Can you return the records below exactly as they stand, but only from the first line through the one with "(format x=28, y=95)"?

--- Task inputs ---

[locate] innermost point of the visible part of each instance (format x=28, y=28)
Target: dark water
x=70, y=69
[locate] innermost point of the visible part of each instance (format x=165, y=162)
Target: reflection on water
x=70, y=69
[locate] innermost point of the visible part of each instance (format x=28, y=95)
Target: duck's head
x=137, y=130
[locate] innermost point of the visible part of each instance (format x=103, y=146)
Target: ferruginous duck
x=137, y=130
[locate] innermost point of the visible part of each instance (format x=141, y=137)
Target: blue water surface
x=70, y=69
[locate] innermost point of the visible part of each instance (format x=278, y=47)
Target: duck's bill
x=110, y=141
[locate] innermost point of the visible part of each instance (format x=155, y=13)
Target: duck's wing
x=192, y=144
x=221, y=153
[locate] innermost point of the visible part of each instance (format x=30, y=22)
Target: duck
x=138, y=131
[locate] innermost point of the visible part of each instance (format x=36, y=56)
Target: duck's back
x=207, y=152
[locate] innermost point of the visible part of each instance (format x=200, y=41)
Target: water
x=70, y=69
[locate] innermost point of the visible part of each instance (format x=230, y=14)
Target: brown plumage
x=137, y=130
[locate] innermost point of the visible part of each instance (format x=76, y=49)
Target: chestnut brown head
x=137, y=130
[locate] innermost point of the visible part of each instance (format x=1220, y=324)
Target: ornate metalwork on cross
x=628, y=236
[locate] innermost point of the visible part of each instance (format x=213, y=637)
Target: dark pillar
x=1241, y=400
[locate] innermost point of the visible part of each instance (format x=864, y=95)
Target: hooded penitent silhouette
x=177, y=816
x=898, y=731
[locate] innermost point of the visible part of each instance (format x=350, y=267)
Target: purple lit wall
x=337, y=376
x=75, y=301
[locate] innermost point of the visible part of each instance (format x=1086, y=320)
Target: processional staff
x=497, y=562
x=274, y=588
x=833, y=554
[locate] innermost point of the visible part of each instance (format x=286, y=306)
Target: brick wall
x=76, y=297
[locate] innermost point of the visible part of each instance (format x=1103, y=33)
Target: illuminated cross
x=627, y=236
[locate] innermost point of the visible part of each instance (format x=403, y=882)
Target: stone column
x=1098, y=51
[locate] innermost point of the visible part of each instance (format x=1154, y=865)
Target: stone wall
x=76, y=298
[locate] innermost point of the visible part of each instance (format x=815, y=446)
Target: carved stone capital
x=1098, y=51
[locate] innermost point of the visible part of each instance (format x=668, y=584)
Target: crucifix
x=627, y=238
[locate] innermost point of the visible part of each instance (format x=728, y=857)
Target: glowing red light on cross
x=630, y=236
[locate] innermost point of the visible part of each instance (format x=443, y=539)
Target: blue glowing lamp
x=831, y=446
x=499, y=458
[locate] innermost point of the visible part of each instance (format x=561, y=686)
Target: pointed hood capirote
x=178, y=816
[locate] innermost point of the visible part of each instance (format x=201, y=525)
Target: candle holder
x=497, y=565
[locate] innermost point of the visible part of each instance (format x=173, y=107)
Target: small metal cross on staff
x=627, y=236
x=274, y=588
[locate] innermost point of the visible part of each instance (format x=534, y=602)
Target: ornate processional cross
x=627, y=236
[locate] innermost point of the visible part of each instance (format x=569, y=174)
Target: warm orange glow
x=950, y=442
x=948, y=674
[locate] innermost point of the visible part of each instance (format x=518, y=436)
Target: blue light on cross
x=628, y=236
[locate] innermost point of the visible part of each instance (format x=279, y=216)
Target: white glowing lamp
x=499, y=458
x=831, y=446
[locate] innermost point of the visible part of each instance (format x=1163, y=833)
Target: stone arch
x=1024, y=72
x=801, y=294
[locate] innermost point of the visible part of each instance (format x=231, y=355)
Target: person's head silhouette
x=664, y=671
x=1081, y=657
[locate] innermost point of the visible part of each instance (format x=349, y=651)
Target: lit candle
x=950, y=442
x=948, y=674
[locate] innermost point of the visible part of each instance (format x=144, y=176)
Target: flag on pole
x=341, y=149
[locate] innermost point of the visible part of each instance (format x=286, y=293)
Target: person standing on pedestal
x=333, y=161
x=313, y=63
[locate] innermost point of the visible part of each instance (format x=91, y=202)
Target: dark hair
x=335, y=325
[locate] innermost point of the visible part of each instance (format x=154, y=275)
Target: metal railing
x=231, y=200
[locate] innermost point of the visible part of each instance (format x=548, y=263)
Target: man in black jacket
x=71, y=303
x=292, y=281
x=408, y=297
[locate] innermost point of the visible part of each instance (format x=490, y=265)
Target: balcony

---

**Task answer:**
[locate] innermost point of the visible part of each instance (format x=28, y=28)
Target: dark water
x=70, y=69
[locate] innermost point of the visible part of each instance (format x=165, y=162)
Target: reflection on water
x=70, y=69
[locate] innermost point of the visible part of each instance (format x=28, y=95)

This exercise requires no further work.